=== DATA SUPPLIED ===

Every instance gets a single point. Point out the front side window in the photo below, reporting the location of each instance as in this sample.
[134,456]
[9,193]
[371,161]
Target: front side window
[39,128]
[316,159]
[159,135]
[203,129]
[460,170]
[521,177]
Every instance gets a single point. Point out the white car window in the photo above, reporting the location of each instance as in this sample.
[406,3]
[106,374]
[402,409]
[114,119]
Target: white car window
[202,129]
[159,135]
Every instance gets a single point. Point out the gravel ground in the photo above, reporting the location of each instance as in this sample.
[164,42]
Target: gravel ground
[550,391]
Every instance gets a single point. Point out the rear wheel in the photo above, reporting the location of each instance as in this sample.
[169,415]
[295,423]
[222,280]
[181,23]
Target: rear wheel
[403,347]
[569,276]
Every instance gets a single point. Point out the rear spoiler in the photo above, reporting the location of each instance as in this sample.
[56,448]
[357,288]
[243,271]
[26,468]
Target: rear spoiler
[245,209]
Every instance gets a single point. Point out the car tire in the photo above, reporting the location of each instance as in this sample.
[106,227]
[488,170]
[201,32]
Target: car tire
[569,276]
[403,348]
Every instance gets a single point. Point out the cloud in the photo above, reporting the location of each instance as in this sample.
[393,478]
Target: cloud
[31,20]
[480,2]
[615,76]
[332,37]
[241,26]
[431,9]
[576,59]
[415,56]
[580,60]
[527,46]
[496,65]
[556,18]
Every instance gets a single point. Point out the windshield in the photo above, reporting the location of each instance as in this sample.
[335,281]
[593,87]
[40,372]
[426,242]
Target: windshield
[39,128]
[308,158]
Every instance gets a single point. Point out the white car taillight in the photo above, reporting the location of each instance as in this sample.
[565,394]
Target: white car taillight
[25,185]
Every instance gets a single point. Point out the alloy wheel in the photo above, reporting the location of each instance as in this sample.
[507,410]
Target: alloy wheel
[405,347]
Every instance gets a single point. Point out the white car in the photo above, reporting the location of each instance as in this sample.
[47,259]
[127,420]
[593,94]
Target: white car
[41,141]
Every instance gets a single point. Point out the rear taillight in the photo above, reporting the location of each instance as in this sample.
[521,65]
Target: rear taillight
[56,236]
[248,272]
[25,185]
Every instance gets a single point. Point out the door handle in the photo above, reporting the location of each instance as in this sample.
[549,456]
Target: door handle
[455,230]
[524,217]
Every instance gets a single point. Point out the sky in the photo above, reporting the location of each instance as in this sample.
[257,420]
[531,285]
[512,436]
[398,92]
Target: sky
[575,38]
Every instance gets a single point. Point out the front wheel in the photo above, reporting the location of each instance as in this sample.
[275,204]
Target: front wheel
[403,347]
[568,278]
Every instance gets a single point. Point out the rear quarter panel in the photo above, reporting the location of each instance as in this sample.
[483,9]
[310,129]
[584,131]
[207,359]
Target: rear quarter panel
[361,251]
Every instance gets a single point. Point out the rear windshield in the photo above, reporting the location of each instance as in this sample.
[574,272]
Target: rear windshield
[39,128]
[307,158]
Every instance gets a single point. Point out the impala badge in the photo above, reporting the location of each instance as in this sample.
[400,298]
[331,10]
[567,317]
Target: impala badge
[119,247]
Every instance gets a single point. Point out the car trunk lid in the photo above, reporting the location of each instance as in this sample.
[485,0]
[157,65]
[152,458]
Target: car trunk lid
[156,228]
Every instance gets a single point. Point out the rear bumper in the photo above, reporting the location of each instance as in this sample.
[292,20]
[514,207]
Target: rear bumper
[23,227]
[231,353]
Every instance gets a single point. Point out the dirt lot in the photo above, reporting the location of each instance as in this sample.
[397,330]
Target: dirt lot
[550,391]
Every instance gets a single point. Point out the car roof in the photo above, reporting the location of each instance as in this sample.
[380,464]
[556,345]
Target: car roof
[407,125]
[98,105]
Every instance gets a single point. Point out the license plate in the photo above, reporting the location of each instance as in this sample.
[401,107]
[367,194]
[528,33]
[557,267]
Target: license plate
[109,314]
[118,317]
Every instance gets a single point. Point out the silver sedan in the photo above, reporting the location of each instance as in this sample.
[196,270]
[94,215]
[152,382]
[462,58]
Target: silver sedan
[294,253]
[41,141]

===

▸ **STATED EXERCISE**
Reproduce each entry above exactly, keeping every word.

▸ **EXERCISE RESPONSE**
Every instance gets a single point. Point out the front side window in the photo below, reporting the location of each instance as in this sample.
[134,456]
[9,193]
[371,161]
Target: front side window
[39,128]
[316,159]
[159,135]
[203,129]
[460,170]
[521,177]
Every instance gets a single point. Point out the white car window in the photo above, reporting the location of each instance as in this sample.
[406,3]
[106,374]
[402,409]
[114,119]
Target: white car window
[202,129]
[159,135]
Every instance gets a single point. Point out the gravel ground in the photo above, reporting the location of each instance as in this sample.
[164,42]
Target: gravel ground
[550,391]
Every instance gets a single point. Point out the rear wheel in the photo above, reporting the location of each instance as in this sample.
[169,415]
[295,423]
[222,280]
[181,23]
Target: rear wheel
[403,347]
[569,276]
Every instance gets a single point. Point out the rear spoiler in the photo above, reporting the location of each instance as in this sample.
[56,448]
[357,288]
[243,271]
[26,468]
Target: rear spoiler
[245,209]
Every instance gets a single point. Point out the car tire in the photo above, reporting the location of each instance as in this sample.
[106,227]
[488,170]
[201,32]
Target: car tire
[569,276]
[403,348]
Every instance gets a single point. Point out the cloud in the photo above, reporting the location of each instance as in this sample.
[393,478]
Target: cloud
[31,20]
[480,2]
[615,76]
[332,37]
[241,26]
[431,9]
[576,59]
[415,56]
[580,60]
[527,46]
[496,65]
[556,18]
Every instance gets a single point. Point out the windshield in the photo above, reporting the location of each instance as in this sample.
[335,281]
[593,87]
[40,372]
[426,242]
Target: windshield
[39,128]
[308,158]
Every instance gets a single point. Point out the white car taillight in the photo above, reporting the location of each instance as in this sample.
[565,394]
Target: white car taillight
[25,185]
Every instance gets a single point. Point out the alloy wheel in the photo above, reporting the location of each instance as in this sample.
[507,410]
Target: alloy wheel
[405,347]
Every instance gets a single point. Point out the white car in the photo above, reporting the location of each instance as in this sample.
[47,259]
[127,420]
[593,94]
Target: white car
[41,141]
Every instance gets a single point. Point out the rear taillight in the photo above, reporting the location of each instance as in this sample.
[521,65]
Target: rear taillight
[56,236]
[248,272]
[25,185]
Every instance gets a single point. Point out the door handle in the photo above, reporting the location of each instance as in this sample.
[549,456]
Target: door handle
[455,230]
[524,217]
Every instance gets a single point. Point out the sky in the photo above, reporting the location of each instance as in this sample.
[257,420]
[531,285]
[512,436]
[398,92]
Target: sky
[575,38]
Every instance gets a single point. Point out the front wheel in the photo above, reporting the location of each instance as in this sample.
[275,204]
Target: front wheel
[403,347]
[568,278]
Every instance gets a single point. Point out the rear quarter panel in the photo above, reporting the location of each instance as in this sample.
[483,9]
[310,129]
[584,131]
[207,359]
Target: rear quarter panel
[361,251]
Every instance gets a single point. Point out the rear windshield in the photo above, reporting the location of each instance as in this sample.
[574,272]
Target: rear windshield
[39,128]
[307,158]
Every instance gets a single point. Point out the impala badge in the photo above, reporting the location of each instance as in this sample.
[400,298]
[331,10]
[567,317]
Target: impala badge
[119,247]
Every instance gets a single point. Point out the car trunk lid in the photo above, reporting the location of each instance as in this sample.
[485,0]
[157,65]
[152,458]
Target: car trunk lid
[156,228]
Every instance gets a single point. Point out the rear bumper in the photo above, reporting the location of each instance as in this sample.
[292,20]
[514,207]
Target: rear bumper
[23,227]
[231,353]
Every instance gets a single point. Point out the dirt lot in the photo above, reporting the location of each instance as in this sample.
[397,330]
Target: dirt lot
[550,391]
Every instance gets a single point. Point out the car roof in the photo above, reporting the location of each instance as in this sample.
[380,464]
[556,345]
Target: car roof
[407,125]
[98,105]
Every instance gets a single point. Point out the license plate in the photo above, reporting the location of each instance as in this sample.
[401,107]
[367,194]
[528,33]
[557,267]
Target: license plate
[109,314]
[118,317]
Every instance gets a single point. Point out the silver sedan in the photo above, reporting the location of each instance as in this sample.
[196,270]
[94,215]
[152,382]
[462,58]
Target: silver sedan
[294,253]
[41,141]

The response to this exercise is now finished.